-- STUDY TEXT follows --

GMO battle lines: Canadian agriculture at a crossroads

By Tim Kalinowski, Staff Writer

 

Dr. Andreas Boecker of the University of Guelph’s Department of Food, Agricultural and Resource Economics has studied the GMO debate since its infancy, when the anti-GMO movement came in on the heels of the BSE crisis in the mid-1990s Europe. Having worked on the policy end of things in his native Germany at the time, he specialized in consumer research on risk perception of new food technologies. He witnessed the tidal wave of anti-GMO backlash which eventually led to Europe’s current mandatory labelling system, and the suspension of most scientific research on the subject, as the fires of politics burned their way through European academia and Europe’s struggling agriculture industry. It was felt that governments and corporations alike had lied about BSE, saying there was no proven harm to humans, so what else were they lying about? This sums up the mood in Europe back then, and is the root behind the ongoing smearing of GMO in European society to this day, says Boecker.

“Before that Genetically Modified foods had not been a public issue in Europe, but after that it very rapidly became one of the most publicized issues in modern agriculture,” remembers Boecker. “Anti-GM campaigners got a lot of support from consumer organizations very quickly. The anti-GM campaigners have been very successful in portraying the whole technology as something that is potentially very risky, and as a non-manageable risk once these things were released.”

Boecker, who left Germany to pursue study of more neutral opinions on GMO in Canada, says the fallout from the anti-GMO campaign is very evident in European society; especially its legacy of mandatory labelling requirements.

“When you look at the labelling requirements in Europe, it has to be labelled on each product,” explains Boecker. “Anti-GM campaigners can actually blackmail food processors. If branded food manufacturers use genetically modified ingredients they have to put it on a label if it exceeds the 0.8 per cent threshold. At that moment, the anti-GMO campaigners are going to have flashmobs in front of supermarkets. The next day they will see the sales of that product go down and the companies’ stocks. So neither retailers or manufacturers, you could say, dare to use GM ingredients in a very open way.”

European agriculture also struggles with productivity issues, disease outbreaks in crops and political policies which shackle producers, making them less competitive and efficient, says Boecker. Rigid GMO policies have become another major anchor dragging European farmers down, he says. He uses the example of corn farmers in Europe to drive home this point.

-- STUDY TEXT concluded --
-- INFORMATION follows --

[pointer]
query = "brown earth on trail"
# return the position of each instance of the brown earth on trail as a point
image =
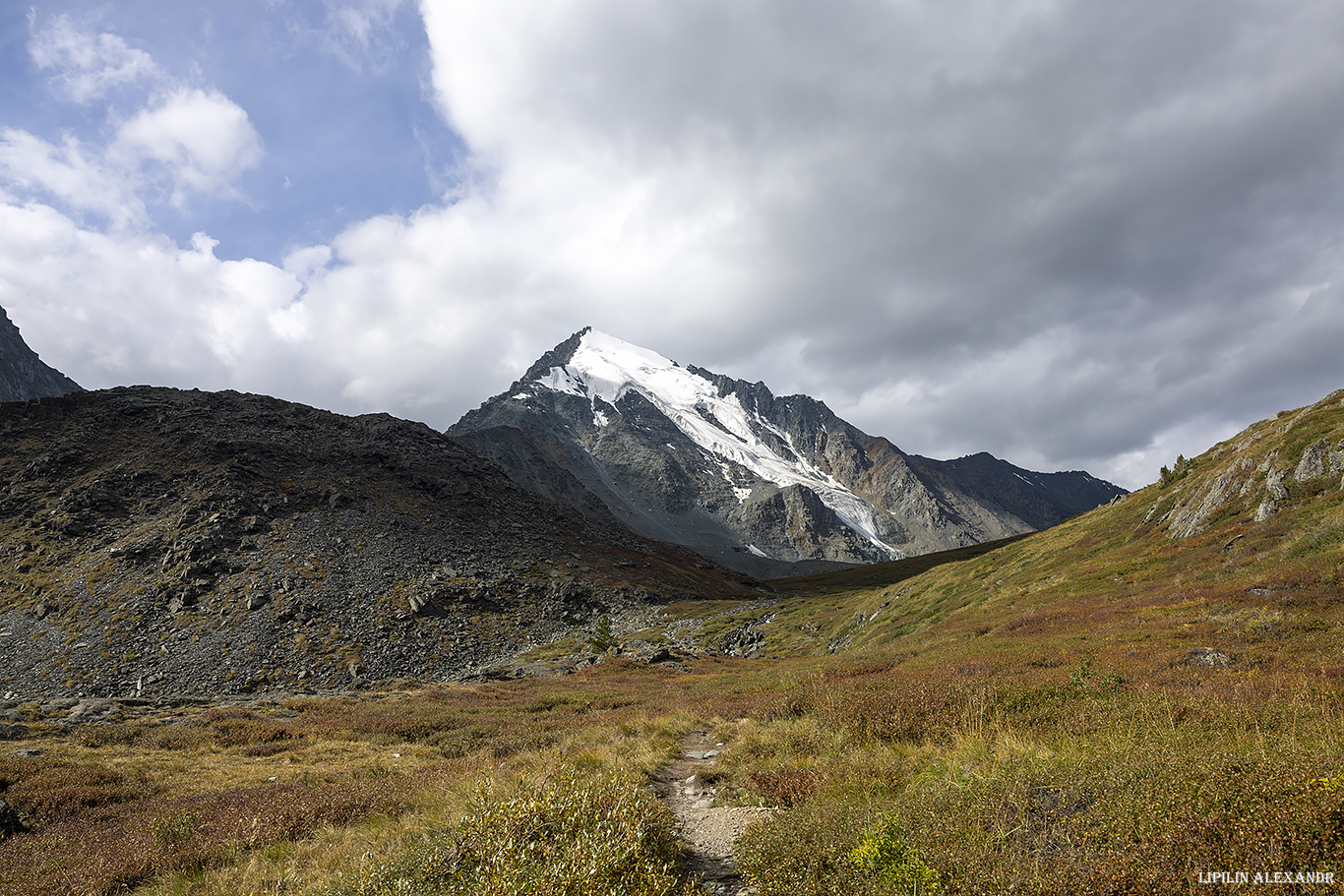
(708, 830)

-- INFORMATION concluded --

Extract everything in the GMO article from "European agriculture also" down to "home this point.", copying the wording precisely.

European agriculture also struggles with productivity issues, disease outbreaks in crops and political policies which shackle producers, making them less competitive and efficient, says Boecker. Rigid GMO policies have become another major anchor dragging European farmers down, he says. He uses the example of corn farmers in Europe to drive home this point.